Given text -
::::::::::
The sender transmission controller (in case of multiple flows a transmission scheduler) sends the data units to the UDP socket. The sender transmission controller limits the sending rate so that the number of bytes in flight is less than the reference window albeit with a slack to avoid that packets are unnecessarily delayed in the data unit queue. A pacing rate is calculated based on the target bitrate provided by the media rate controller.
Feedback about the received bytes as well as metadata to estimatethe congestion level or queuing delay are provided to the network congestion controller. The network congestion controller calculated reference window and provides it togteher with the bytes in flight to the sender transmission control.
The reference window and the estimated RTT is further provided to the media rate control to compute the appropriate target bitrate. The target bitrate is updated whenever the reference window is updated. Additional parameters are also communicated to make the rate control more stable when the congestion window is very small or when L4S is not active.
The network congestion control sets reference window (ref_wnd) which puts an upper limit on how many bytes can be in flight, i.e., transmitted but not yet acknowledged. The reference window is however not an absolute limit as slack is given to efficiently transmit temporary larger media objects, such as video frames. This means that the algoritm prefers to build up a queue in the network rather than on the sender side. Additional congestion that this causes will reflect back and cause a reduction of the reference window.
Reference window is reduced if congestion is detected. Similar as for LEDBAT the reference window is reduced either by a fixed fraction in case of packet loss or Classic ECN marking, or if the estimated queue delay exceeds a given threshold depending on how much the delay exceeds the threshold. SCReAMv2 reduces the reference window in proportion to the fraction of marked packets if L4S is used (scalable congestion control).
ref_wnd = BETA_LOSS * (BETA_ECN|l4s_alpha) * qtarget_alpha * ref_wnd
After a congestion event the reference window seeks to increase by one segment per RTT until a certain number of RTT elapses. After this initial congestion avoidance phase the refrence window increases multiplicativly where the increase factor is adjusted relative to a previous max value and the time elapsed since last congestion event. This enables a faster convergence to a higher link speed.
ref_wnd = ref_wnd + increment
The sender transmission control limits sending rate based on the relation of the estimated link throughput (bytes in flight) and the reference window.
::::::::::
Your objective - Extend the congestion control text, picking up right after its final sentence. The material that comes next has nothing to do with the congestion control text.
::::::::::
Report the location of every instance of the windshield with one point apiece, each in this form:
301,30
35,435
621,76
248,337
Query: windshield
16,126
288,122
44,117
::::::::::
Task output -
send_wnd = ref_wnd * REF_WND_OVERHEAD * frame_size - bytes_in_flight
The respective sending rate is achived by applying packet pacing: Even if the send window allows for the transmission of a number of packets, these packets are not transmitted immediately; rather, they are transmitted in intervals given by the packet size and the estimated link throughput. Packets are generally paced at a higher rate than the target bitrate, this makes it possible to transmit occasionally larger video frames in a timely manner. Further, this mitigates issues with ACK compression that can cause increased jitter and/or packet loss in the media traffic.
The media rate control calculates the media rate based on the reference window and RTT.
target_bitrate = 8 * ref_wnd / s_rtt
The media rate need to ramp up quickly enough to get a fair share of the system resources when link throughput increases. Further, the reaction to reduced throughput must be prompt in order to avoid getting too much data queued in the data unit queue(s) in the sender.
For the case that multiple streams are enabled, the media rate among the streams is distrubuted according to relative priorities.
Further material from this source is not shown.